- Material provided -
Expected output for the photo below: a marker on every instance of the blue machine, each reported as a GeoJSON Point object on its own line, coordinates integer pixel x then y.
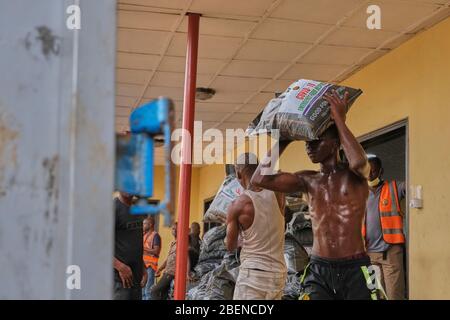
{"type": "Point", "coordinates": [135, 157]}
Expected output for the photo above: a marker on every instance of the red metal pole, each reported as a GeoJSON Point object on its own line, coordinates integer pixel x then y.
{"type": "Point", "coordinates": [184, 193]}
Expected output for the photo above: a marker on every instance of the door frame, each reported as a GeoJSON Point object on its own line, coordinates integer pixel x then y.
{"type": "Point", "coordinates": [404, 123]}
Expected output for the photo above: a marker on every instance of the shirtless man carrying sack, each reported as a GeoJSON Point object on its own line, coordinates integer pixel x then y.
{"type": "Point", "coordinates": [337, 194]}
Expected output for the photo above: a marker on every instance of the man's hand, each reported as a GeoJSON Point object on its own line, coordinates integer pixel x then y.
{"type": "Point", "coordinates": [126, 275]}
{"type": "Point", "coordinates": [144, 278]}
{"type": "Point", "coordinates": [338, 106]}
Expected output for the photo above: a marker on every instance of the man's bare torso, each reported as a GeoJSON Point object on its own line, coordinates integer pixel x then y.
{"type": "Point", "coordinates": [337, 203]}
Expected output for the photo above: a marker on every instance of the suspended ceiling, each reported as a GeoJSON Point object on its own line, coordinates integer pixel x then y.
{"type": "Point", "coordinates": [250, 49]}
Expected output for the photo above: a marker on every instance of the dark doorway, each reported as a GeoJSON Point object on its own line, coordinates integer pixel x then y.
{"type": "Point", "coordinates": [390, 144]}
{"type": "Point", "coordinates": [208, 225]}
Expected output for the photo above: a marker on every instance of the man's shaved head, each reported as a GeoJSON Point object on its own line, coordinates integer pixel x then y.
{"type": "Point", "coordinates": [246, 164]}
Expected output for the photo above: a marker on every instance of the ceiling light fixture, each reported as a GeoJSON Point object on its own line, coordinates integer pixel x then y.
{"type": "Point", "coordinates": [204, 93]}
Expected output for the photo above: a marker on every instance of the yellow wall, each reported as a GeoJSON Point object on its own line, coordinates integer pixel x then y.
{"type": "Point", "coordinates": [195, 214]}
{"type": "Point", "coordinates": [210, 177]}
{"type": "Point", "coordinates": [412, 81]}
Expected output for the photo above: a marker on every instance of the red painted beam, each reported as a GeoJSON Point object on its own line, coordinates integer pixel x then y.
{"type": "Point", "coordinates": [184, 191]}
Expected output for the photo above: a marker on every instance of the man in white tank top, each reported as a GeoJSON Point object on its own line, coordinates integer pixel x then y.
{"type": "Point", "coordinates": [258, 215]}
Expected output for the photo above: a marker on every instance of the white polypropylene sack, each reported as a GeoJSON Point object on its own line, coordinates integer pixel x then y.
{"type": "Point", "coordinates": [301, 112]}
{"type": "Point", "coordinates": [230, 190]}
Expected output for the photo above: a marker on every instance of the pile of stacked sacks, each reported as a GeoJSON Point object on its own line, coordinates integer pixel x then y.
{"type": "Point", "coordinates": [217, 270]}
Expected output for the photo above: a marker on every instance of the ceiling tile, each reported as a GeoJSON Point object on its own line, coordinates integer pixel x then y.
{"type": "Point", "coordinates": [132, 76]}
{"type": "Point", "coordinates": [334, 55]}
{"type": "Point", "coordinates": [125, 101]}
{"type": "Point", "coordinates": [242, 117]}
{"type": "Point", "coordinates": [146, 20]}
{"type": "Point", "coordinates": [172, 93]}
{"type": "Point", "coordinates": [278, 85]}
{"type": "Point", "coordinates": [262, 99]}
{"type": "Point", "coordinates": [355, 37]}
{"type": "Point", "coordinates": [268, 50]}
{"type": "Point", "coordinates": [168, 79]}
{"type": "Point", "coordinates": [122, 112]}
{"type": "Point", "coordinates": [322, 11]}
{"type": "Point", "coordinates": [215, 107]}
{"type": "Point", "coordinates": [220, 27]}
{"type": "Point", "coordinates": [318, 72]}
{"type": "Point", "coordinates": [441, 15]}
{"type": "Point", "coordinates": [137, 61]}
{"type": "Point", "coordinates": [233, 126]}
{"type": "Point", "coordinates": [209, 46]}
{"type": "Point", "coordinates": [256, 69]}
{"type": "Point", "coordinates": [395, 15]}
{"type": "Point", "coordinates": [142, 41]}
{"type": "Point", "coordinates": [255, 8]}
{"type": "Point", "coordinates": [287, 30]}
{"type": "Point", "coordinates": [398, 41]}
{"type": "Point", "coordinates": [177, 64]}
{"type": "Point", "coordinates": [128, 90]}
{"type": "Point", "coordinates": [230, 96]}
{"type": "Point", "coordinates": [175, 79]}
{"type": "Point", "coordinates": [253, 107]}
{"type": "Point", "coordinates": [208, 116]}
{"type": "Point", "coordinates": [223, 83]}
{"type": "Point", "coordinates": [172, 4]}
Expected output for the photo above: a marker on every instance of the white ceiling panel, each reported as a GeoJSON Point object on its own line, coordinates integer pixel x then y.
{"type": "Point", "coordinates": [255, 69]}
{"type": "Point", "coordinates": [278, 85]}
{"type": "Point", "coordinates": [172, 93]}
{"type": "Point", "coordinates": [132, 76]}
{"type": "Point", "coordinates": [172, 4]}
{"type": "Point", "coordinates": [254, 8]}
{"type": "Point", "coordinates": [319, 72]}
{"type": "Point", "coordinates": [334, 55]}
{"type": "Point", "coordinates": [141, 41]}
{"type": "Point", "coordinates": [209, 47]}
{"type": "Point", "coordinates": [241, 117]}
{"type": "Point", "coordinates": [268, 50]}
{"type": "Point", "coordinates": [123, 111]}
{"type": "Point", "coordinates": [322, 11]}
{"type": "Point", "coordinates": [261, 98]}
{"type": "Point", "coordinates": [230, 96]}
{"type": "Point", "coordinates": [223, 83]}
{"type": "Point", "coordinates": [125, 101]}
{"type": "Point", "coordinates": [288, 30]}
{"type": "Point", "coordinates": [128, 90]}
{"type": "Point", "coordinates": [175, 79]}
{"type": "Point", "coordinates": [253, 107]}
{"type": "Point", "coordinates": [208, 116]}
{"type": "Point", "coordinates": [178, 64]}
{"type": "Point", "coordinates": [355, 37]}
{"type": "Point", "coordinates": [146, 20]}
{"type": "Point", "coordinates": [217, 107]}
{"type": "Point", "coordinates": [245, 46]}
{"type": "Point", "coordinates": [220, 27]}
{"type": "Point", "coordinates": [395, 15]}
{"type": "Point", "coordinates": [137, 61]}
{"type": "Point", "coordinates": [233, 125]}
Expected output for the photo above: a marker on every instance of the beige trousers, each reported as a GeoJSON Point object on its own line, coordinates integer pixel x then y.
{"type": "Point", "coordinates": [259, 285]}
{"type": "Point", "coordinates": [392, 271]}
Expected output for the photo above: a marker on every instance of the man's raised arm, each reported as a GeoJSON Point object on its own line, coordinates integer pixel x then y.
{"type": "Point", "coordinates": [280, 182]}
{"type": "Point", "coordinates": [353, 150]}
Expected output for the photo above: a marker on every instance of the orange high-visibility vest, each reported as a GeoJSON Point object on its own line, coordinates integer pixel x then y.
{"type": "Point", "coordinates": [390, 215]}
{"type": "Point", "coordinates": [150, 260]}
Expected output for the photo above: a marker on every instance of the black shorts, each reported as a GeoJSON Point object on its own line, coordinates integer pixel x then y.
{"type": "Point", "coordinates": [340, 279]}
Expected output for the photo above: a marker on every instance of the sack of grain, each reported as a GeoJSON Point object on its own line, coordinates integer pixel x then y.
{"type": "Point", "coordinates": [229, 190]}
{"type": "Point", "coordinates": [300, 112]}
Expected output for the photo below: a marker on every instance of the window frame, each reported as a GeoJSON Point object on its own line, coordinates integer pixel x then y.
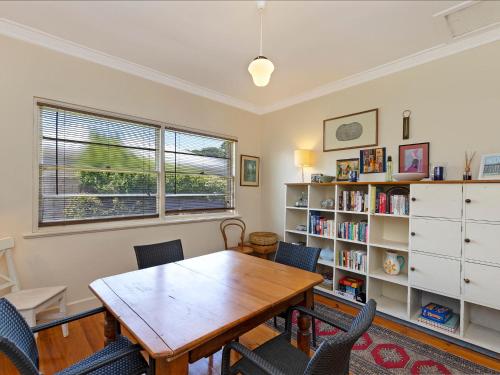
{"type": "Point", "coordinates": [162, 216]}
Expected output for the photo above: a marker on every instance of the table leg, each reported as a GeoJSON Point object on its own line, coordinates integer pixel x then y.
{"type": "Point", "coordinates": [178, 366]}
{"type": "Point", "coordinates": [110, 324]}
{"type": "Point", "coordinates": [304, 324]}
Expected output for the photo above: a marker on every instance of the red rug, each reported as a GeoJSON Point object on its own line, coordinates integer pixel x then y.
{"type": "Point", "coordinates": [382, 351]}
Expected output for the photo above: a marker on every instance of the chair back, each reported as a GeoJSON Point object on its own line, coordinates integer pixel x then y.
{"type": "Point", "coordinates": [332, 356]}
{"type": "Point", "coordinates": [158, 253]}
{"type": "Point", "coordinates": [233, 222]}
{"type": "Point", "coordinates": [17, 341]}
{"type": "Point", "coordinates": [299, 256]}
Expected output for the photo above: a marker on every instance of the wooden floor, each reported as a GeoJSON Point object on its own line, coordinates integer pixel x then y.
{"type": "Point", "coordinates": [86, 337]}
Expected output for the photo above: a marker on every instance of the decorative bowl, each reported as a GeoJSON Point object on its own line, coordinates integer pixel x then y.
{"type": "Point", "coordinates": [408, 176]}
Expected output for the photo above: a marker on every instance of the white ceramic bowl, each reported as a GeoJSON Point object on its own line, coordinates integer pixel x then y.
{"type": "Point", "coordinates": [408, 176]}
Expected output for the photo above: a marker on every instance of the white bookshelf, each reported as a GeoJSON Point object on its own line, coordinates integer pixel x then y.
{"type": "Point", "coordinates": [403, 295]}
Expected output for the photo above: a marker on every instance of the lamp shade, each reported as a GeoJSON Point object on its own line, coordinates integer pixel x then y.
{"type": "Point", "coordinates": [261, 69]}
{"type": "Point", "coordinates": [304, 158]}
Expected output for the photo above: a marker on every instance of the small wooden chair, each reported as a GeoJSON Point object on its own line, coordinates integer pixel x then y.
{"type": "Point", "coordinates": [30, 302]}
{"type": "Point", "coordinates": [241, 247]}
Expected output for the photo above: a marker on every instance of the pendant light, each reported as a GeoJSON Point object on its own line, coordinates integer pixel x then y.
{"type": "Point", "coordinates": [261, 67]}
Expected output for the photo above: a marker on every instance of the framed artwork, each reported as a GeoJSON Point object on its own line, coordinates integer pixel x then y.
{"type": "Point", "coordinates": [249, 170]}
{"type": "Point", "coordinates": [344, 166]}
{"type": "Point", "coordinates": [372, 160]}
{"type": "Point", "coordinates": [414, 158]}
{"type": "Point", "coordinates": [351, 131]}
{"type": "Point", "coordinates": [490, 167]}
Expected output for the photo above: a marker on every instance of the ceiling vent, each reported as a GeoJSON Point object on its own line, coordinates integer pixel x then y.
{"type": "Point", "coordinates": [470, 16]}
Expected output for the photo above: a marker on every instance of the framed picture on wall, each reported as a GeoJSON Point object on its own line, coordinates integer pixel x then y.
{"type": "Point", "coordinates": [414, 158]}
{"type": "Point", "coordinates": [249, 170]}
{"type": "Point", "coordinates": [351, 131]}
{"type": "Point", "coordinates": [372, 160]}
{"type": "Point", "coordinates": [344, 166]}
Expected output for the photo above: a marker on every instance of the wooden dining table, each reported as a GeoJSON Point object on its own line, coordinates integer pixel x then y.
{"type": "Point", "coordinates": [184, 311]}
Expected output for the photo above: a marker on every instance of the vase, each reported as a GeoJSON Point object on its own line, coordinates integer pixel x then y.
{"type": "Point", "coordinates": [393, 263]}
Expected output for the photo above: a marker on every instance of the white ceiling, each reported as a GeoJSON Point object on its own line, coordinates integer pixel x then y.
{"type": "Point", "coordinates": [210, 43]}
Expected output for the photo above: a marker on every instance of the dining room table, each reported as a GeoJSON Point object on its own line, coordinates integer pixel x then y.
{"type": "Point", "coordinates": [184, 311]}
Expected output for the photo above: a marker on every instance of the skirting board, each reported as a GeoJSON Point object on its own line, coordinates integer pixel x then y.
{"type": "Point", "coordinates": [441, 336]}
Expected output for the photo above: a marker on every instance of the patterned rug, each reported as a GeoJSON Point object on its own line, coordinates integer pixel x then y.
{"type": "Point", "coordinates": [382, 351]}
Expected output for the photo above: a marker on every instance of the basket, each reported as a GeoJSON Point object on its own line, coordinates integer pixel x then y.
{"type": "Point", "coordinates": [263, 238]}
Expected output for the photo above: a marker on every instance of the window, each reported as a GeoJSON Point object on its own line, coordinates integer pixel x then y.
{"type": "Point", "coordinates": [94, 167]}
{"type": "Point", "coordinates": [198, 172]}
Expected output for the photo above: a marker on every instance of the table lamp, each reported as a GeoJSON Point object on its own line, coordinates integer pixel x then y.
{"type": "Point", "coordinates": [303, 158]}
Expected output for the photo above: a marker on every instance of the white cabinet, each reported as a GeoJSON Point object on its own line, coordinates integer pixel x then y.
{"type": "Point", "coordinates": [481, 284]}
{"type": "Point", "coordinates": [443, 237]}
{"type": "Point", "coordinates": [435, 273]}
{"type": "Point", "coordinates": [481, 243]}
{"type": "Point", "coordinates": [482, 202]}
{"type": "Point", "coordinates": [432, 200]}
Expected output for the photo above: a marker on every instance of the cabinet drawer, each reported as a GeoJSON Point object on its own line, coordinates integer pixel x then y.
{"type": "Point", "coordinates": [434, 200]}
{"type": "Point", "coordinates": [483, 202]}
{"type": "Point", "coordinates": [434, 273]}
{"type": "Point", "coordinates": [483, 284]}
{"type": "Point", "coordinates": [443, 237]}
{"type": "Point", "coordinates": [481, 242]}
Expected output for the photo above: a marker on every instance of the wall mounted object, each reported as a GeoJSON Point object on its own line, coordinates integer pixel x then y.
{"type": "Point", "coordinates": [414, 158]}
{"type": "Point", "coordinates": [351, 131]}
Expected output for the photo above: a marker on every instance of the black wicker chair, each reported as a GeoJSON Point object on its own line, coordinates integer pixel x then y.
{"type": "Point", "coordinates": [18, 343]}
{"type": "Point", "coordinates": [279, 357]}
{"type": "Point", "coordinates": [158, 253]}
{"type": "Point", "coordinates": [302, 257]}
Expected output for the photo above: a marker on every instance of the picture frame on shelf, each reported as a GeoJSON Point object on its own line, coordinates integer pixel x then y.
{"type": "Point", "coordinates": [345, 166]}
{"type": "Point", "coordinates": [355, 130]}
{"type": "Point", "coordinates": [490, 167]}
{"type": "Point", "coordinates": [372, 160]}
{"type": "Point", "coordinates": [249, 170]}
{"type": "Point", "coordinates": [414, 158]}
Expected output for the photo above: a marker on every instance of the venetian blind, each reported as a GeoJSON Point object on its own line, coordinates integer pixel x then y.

- Given exercise -
Only the lines from the one containing "the black wicker" through the end of the entries above belong in the answer; repeat them exactly.

- Answer for the task -
Expected output for the photo above: a marker on every instance of the black wicker chair, each reported as a GeoJSON Point object on its own line, coordinates integer pixel x then y.
{"type": "Point", "coordinates": [18, 343]}
{"type": "Point", "coordinates": [279, 357]}
{"type": "Point", "coordinates": [158, 253]}
{"type": "Point", "coordinates": [302, 257]}
Expected output for the photo above: a marker on every instance of the picture frame on shelf, each reported as a GeoJSON Point object on its own line, coordinates integer pixel x then y.
{"type": "Point", "coordinates": [345, 166]}
{"type": "Point", "coordinates": [355, 130]}
{"type": "Point", "coordinates": [490, 167]}
{"type": "Point", "coordinates": [372, 160]}
{"type": "Point", "coordinates": [249, 170]}
{"type": "Point", "coordinates": [414, 158]}
Expected output for the photo above: a marker on every instance of the venetian blind, each reported as a GeoJSON Point object on its own line, coordinates integer pixel x then y.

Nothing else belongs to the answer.